As a concluding exercise, attendees were asked to participate in breakout sessions identifying the challenges and opportunities associated with climate change and its impact on one of six issue areas, as well as strategies for adapting. Issue areas included chill hours/temperature, energy, markets, pests, regulations, and water.

Major Report Findings

The report utilizes a range of models, survey tools and data analysis techniques to generate findings about agricultural mitigation and adaptation. The following are some of the major report findings, presented by section, as shared with event attendees:

Study 1 – Changing Crop Acreage

  • Over the past century, average winter temperatures have increased more than average summer temperatures. Declining chill hours (especially for fruit and nut crops), rather than increasing growing degree days, are more likely to impact future cropping decisions. Shifts in crop acreage, however, are more likely to result from market decisions, rather than temperature changes.
  • Crop price and availability of irrigation water are often more important for crop acreage projections than gradual shifts in temperature.

Study 2 – Climate Change and Water Management

  • A gradual increase in temperature and decrease in precipitation, as is anticipated to occur in light of climate change, is likely to lead to significant water shortages by the end of the century.
  • A water efficient, diversified countywide cropping pattern combined with improved irrigation technology, may help keep irrigation demand in the Yolo County Flood Control and Water Conservation District near its historic mean.

Study 3 – Tracking Greenhouse Gasses in Yolo County 1990-2008

  • Total greenhouse gas (GHG) emissions from agricultural lands declined by approximately 10% due to a combination of factors including a reduction in irrigated cropland, a shift towards crops which require less nitrogen, and a reduction in the rate of nitrogen applied to certain crops.
  • More livestock and acres of rice increased methane emissions by approximately 20%.
  • GHG emissions per acre of urban land in Yolo County are >70 times greater than for irrigated cropland, highlighting the importance of farmland preservation and smart urban growth planning to mitigate emissions.

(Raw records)
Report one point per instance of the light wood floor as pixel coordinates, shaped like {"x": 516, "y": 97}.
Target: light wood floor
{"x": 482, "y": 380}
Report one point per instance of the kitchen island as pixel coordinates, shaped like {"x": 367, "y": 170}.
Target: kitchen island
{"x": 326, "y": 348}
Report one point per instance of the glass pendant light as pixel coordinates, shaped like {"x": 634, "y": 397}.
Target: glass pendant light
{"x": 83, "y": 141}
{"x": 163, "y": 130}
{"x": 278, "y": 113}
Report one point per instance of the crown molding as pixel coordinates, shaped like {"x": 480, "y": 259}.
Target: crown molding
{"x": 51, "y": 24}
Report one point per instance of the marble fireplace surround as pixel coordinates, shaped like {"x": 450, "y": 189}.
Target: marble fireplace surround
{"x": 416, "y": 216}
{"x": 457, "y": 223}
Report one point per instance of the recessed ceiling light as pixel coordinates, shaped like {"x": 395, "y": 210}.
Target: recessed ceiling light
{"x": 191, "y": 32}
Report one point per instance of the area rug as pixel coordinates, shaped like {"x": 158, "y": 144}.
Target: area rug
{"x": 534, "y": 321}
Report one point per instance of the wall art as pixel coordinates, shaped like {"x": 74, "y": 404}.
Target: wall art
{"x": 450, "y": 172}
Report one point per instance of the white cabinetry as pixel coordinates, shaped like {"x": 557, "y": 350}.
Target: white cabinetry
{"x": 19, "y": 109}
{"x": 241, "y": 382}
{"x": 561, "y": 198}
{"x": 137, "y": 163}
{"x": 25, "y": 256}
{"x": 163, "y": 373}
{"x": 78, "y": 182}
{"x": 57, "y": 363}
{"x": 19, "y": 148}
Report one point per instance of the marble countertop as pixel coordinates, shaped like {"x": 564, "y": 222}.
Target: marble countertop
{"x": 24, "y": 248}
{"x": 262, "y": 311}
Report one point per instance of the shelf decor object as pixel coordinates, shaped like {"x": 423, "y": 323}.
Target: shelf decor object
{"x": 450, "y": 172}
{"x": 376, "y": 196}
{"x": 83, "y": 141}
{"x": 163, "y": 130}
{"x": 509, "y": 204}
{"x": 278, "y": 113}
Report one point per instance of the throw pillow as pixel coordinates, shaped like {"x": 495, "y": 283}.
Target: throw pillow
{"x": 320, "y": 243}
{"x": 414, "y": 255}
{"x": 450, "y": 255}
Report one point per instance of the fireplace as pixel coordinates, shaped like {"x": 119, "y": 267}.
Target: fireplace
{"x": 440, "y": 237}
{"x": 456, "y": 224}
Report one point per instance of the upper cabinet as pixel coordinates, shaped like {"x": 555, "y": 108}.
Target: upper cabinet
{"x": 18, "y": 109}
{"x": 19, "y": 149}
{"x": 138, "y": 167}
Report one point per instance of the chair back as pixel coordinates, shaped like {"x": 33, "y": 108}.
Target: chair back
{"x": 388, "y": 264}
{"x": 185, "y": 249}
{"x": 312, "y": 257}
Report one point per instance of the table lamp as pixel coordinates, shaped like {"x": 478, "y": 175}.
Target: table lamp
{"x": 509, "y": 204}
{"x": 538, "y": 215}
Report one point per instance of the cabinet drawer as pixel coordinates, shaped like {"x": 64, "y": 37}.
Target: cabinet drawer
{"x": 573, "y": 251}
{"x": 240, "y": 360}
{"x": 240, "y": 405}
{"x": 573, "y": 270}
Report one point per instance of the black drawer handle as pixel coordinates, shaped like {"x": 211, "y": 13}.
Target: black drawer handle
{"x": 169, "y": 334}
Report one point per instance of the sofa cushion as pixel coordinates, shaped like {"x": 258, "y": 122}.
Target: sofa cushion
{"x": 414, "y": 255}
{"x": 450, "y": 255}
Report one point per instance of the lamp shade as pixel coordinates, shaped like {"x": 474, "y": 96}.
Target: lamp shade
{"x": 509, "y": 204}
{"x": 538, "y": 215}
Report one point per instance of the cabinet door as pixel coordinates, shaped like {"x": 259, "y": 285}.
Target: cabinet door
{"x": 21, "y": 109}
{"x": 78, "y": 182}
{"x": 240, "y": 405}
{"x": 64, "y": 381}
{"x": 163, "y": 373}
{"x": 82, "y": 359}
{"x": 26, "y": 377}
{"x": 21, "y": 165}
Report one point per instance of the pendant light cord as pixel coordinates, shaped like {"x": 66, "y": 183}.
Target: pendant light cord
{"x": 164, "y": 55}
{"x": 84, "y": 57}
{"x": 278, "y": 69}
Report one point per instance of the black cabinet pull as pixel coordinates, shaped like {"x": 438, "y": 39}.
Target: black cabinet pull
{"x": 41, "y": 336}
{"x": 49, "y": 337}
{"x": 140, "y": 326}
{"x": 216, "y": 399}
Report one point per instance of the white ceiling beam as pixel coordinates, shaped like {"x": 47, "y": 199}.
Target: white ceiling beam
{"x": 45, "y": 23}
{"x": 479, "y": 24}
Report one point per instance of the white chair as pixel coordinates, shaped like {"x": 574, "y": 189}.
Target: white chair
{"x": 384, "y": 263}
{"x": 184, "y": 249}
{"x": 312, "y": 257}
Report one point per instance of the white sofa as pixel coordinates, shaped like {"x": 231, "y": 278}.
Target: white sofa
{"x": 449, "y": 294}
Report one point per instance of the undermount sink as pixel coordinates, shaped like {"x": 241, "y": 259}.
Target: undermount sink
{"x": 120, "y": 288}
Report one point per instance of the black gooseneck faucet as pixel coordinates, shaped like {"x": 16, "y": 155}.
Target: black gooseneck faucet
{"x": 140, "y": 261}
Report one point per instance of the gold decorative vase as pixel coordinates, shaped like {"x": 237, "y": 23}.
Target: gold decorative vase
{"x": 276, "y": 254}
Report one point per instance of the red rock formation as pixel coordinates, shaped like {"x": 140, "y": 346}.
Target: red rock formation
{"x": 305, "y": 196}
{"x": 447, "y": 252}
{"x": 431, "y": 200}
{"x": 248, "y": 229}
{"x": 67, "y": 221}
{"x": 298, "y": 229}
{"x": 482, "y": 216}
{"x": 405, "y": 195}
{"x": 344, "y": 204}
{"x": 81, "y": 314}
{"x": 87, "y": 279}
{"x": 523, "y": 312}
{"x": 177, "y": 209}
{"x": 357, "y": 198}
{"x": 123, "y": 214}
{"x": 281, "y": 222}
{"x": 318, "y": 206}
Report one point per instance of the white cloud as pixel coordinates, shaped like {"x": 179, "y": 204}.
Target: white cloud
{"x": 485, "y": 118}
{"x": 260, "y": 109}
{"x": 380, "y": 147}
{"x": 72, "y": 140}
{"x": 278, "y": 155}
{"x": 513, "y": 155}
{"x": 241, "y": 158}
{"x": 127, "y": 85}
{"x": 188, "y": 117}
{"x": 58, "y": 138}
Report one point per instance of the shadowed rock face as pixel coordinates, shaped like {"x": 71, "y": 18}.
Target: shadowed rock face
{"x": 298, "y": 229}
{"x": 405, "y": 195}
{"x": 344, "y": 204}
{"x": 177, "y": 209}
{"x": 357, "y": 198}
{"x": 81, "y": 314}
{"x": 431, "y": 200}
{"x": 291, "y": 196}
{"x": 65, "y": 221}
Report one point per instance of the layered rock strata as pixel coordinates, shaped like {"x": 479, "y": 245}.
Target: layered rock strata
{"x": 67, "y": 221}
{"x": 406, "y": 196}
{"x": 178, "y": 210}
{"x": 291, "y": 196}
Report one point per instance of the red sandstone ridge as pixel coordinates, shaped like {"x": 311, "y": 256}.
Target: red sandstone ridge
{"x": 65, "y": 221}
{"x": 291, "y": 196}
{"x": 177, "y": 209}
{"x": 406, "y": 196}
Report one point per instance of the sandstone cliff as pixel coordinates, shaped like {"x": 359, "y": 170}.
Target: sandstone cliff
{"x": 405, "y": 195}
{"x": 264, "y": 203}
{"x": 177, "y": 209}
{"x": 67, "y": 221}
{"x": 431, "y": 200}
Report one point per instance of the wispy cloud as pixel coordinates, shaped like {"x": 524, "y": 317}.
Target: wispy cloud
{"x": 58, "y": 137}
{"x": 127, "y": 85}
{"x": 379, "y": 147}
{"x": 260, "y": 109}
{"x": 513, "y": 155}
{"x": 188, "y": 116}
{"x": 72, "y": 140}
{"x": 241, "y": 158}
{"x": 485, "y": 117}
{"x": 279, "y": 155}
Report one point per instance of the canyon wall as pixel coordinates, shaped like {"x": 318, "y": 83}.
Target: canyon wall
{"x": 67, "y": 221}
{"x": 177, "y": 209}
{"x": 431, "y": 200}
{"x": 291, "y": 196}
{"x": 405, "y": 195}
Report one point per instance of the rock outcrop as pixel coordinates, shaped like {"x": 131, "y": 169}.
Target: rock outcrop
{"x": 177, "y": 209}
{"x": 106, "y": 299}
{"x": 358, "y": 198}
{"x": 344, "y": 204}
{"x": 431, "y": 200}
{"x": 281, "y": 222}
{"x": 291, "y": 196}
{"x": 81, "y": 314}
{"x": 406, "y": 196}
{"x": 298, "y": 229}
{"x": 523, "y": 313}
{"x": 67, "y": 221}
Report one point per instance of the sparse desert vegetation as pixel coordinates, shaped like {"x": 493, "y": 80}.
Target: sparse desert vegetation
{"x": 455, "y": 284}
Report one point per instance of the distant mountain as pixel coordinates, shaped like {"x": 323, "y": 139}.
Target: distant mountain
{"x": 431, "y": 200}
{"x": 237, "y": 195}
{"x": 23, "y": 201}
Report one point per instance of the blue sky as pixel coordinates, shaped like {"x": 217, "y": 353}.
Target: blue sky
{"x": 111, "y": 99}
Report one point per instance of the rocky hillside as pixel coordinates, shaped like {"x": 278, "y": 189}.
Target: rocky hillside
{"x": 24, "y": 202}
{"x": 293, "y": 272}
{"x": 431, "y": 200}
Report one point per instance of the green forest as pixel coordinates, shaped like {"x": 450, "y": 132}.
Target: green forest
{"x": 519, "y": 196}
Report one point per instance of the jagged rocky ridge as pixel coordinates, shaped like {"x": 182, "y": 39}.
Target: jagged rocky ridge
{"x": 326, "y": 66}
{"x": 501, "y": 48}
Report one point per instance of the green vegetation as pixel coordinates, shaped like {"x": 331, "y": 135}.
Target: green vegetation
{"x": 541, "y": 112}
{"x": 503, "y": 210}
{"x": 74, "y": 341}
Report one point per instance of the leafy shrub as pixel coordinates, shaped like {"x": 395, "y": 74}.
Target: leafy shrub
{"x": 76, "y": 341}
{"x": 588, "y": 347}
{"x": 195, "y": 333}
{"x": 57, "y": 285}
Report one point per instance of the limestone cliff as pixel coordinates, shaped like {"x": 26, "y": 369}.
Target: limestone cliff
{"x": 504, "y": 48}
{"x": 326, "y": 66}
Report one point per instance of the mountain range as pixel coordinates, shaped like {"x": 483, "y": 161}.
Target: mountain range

* Task objective *
Write out the stretch of the climate change report from "Study 1 – Changing" through "than temperature changes.", word for word.

* Full output *
Study 1 – Changing Crop Acreage

  • Over the past century, average winter temperatures have increased more than average summer temperatures. Declining chill hours (especially for fruit and nut crops), rather than increasing growing degree days, are more likely to impact future cropping decisions. Shifts in crop acreage, however, are more likely to result from market decisions, rather than temperature changes.